:: Data for review ::
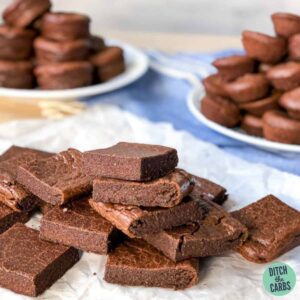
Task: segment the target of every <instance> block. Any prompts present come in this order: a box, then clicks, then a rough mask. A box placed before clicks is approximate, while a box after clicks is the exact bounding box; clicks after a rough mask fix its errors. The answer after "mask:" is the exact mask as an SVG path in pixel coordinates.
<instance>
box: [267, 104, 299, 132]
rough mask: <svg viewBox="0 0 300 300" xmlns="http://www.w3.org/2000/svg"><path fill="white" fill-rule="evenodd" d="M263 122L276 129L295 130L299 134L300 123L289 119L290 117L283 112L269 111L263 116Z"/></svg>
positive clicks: (279, 111) (290, 119)
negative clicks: (285, 129) (275, 128)
mask: <svg viewBox="0 0 300 300" xmlns="http://www.w3.org/2000/svg"><path fill="white" fill-rule="evenodd" d="M263 121H264V122H265V123H267V124H268V125H269V126H272V127H274V128H282V129H287V130H293V131H295V132H298V131H299V130H300V121H297V120H293V119H291V118H289V116H288V115H287V114H286V113H285V112H282V111H277V110H270V111H267V112H266V113H265V114H264V115H263ZM299 133H300V131H299Z"/></svg>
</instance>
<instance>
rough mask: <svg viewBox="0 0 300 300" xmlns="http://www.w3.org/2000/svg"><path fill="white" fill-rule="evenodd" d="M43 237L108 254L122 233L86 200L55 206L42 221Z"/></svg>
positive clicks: (96, 252)
mask: <svg viewBox="0 0 300 300" xmlns="http://www.w3.org/2000/svg"><path fill="white" fill-rule="evenodd" d="M40 238H41V239H43V240H48V241H51V242H55V243H59V244H64V245H68V246H73V247H75V248H77V249H80V250H83V251H88V252H94V253H98V254H107V253H108V252H109V250H111V249H112V247H113V246H114V245H115V243H116V242H117V241H118V239H119V238H120V234H119V231H118V230H117V229H116V228H115V227H114V226H113V225H111V223H109V222H108V221H106V220H105V219H104V218H102V217H101V216H100V215H99V214H98V213H97V212H95V211H94V210H93V209H92V208H91V206H90V205H89V203H88V202H87V201H86V199H80V200H77V201H73V202H71V203H69V204H68V205H66V207H59V206H56V207H54V208H53V209H51V210H50V211H49V212H48V213H47V214H46V215H45V216H44V217H43V218H42V221H41V232H40Z"/></svg>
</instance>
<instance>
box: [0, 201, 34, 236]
mask: <svg viewBox="0 0 300 300" xmlns="http://www.w3.org/2000/svg"><path fill="white" fill-rule="evenodd" d="M29 218H30V216H29V214H28V213H26V212H17V211H14V210H12V209H11V208H9V207H8V206H6V205H4V204H3V203H0V234H1V233H3V232H4V231H6V230H7V229H8V228H10V227H11V226H13V225H14V224H16V223H26V222H27V221H29Z"/></svg>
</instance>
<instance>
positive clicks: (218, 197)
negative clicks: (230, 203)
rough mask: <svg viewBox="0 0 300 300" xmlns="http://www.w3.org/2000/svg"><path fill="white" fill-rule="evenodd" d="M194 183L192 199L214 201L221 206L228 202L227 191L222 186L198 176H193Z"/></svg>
mask: <svg viewBox="0 0 300 300" xmlns="http://www.w3.org/2000/svg"><path fill="white" fill-rule="evenodd" d="M192 181H193V182H194V188H193V191H192V192H191V194H190V196H191V197H193V198H196V199H198V198H200V199H203V200H209V201H213V202H215V203H217V204H220V205H221V204H223V203H224V202H225V201H226V199H227V197H228V195H227V190H226V189H225V188H224V187H222V186H221V185H219V184H216V183H214V182H212V181H210V180H208V179H205V178H202V177H199V176H196V175H192Z"/></svg>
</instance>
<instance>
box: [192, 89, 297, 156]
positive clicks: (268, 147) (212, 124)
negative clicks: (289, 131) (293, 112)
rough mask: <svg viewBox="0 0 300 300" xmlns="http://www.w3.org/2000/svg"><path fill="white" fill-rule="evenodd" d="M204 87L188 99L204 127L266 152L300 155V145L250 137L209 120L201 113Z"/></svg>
:::
> [Exercise goal] In the listing above, locate the line containing "positive clicks: (218, 197)" and the line containing "negative clicks: (230, 203)". Transcribe those two lines and everything between them, exactly as written.

> [Answer box]
positive clicks: (218, 197)
negative clicks: (230, 203)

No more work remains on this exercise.